#### Task to complete:
Return all of the entries exactly, with nothing added or left out.

## start

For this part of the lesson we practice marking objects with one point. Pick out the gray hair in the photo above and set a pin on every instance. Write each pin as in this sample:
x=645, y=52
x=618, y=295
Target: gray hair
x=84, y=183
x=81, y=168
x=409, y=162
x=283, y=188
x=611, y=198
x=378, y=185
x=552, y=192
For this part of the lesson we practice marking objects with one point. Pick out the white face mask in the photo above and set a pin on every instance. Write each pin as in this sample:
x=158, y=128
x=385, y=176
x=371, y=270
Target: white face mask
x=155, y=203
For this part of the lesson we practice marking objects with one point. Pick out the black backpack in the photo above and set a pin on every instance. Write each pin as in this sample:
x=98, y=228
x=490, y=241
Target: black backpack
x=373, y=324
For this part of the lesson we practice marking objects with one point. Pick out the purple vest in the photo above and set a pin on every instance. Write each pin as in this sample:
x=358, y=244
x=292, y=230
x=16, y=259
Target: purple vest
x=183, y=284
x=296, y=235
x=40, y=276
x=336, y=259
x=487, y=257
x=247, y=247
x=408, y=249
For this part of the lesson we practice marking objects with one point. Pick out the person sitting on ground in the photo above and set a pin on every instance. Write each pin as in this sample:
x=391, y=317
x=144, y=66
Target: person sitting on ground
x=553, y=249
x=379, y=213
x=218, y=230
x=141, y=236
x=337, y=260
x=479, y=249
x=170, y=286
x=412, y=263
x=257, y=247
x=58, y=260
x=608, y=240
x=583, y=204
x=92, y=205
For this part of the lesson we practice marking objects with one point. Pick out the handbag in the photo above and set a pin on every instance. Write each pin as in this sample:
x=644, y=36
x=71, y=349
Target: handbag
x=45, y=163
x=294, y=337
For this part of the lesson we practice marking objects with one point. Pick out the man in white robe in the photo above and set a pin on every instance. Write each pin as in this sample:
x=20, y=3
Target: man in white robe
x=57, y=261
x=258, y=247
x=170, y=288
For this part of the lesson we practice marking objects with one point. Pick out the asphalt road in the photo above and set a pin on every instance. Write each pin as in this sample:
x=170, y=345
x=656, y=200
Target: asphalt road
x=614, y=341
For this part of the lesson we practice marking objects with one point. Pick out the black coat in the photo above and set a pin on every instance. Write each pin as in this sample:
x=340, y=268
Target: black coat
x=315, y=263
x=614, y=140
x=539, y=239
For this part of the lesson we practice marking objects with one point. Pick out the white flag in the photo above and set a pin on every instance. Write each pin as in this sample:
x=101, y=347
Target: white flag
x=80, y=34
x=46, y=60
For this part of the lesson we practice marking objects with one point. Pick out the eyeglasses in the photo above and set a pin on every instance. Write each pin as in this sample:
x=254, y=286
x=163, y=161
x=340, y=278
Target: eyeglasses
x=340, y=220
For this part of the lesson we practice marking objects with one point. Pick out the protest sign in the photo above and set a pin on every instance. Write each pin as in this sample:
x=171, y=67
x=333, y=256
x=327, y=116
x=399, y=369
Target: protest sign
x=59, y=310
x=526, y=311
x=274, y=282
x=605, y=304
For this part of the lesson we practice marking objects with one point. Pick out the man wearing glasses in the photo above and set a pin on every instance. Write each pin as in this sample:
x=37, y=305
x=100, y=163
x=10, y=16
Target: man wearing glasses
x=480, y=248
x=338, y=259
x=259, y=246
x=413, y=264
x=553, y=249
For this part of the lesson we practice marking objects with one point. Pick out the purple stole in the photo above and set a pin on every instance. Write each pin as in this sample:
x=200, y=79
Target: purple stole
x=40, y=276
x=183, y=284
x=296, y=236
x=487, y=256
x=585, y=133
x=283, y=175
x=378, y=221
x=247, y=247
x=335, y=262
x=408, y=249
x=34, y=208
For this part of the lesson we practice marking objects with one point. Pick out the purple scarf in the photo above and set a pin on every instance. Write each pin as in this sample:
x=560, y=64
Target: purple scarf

## end

#### Correct answer:
For this part of the lesson we practice marking objects with one point. Pick out the gray hair in the photo above and set a pin on every instance. Write each pin as in this sample:
x=645, y=52
x=618, y=295
Target: gray hair
x=84, y=183
x=81, y=168
x=409, y=162
x=283, y=188
x=611, y=198
x=378, y=185
x=552, y=192
For this part of the lesson we practice marking objects with one point. Pick out the white face mask in the photo above and set a pin on every instance. Write each pin as in this sample:
x=158, y=128
x=385, y=176
x=371, y=270
Target: white face mask
x=155, y=203
For this part of the lesson we practice marking objects with one point. Pick out the black backpack in the photo above and set a pin on every instance. Write each pin as in this sample:
x=98, y=228
x=490, y=241
Target: black backpack
x=373, y=324
For this part of the lesson we practice marking objects with one point. Pick out the purple vest in the photo above and set a pin on every instance. Write each pin as in this sample:
x=358, y=244
x=292, y=230
x=16, y=259
Target: purple vest
x=183, y=284
x=296, y=235
x=40, y=276
x=336, y=259
x=487, y=257
x=247, y=247
x=408, y=249
For this part of the lesson we practice marking objects with one point. Pick out the person sitting on ground in the photo above and set a pin on every instance. Write each pin as in this sample:
x=391, y=317
x=144, y=66
Target: person sitting on ground
x=553, y=249
x=379, y=213
x=218, y=230
x=141, y=236
x=337, y=260
x=479, y=249
x=170, y=286
x=412, y=263
x=257, y=247
x=58, y=260
x=608, y=240
x=583, y=204
x=92, y=205
For this part of the lesson we practice marking objects with one point. Pick out the handbag in the photo above and set a pin on every instance. Write each pin as in this sample:
x=644, y=36
x=71, y=349
Target: handbag
x=45, y=163
x=294, y=337
For this part of the lesson we practice marking objects with one point. Pick out the man in white robe in the photo above and set a pin on every instance. Write each pin as in this sample:
x=20, y=3
Target: man in white robe
x=57, y=261
x=258, y=247
x=170, y=288
For this part of the lesson we practice marking objects with one point. Pick out the asphalt road in the photo above and set a pin on every instance. Write each pin as in this sample:
x=170, y=345
x=656, y=200
Target: asphalt road
x=614, y=341
For this part of the lesson we practice marking objects with one point. Pick out the black coat in the photo above and set a pin on every instance. Write each pin as in this sample:
x=340, y=268
Target: black coat
x=315, y=263
x=614, y=140
x=539, y=239
For this part of the lesson we practice marking objects with one point. Pick out the white flag in the photo above and set a pin on every instance. Write each pin as in this sample:
x=101, y=347
Target: white flag
x=80, y=34
x=46, y=60
For this part of the lesson we practice marking objects with one point. Pick out the eyeglasses in the photo above and set a pin on every instance. Write each pin as in this sample:
x=254, y=286
x=163, y=161
x=340, y=278
Target: eyeglasses
x=340, y=220
For this part of the lesson we practice marking objects with one point. Pick out the protest sign in the photo above and set a pin on every instance. Write each pin as in this sample:
x=171, y=67
x=333, y=256
x=327, y=116
x=399, y=369
Target: protest sign
x=59, y=310
x=526, y=311
x=274, y=282
x=605, y=304
For this part of the lesson we practice marking objects with one point. Pick out the man wearing glasses in the photo above and set a pin on every instance. Write each pin as in this sample:
x=37, y=305
x=100, y=163
x=10, y=16
Target: man wearing glasses
x=480, y=248
x=338, y=259
x=259, y=246
x=413, y=264
x=553, y=249
For this part of the lesson we practice marking objects with one point. Pick out the purple stole in the photo above and set a pin on every instance. Write each pin as in this sample:
x=200, y=79
Target: purple stole
x=40, y=276
x=183, y=284
x=296, y=236
x=487, y=256
x=585, y=133
x=283, y=175
x=378, y=221
x=247, y=247
x=335, y=262
x=408, y=249
x=34, y=208
For this part of the lesson we practice marking objects with one point. Pick out the purple scarf in the photo above and set a pin on every instance. Write each pin as in this sample:
x=560, y=64
Target: purple scarf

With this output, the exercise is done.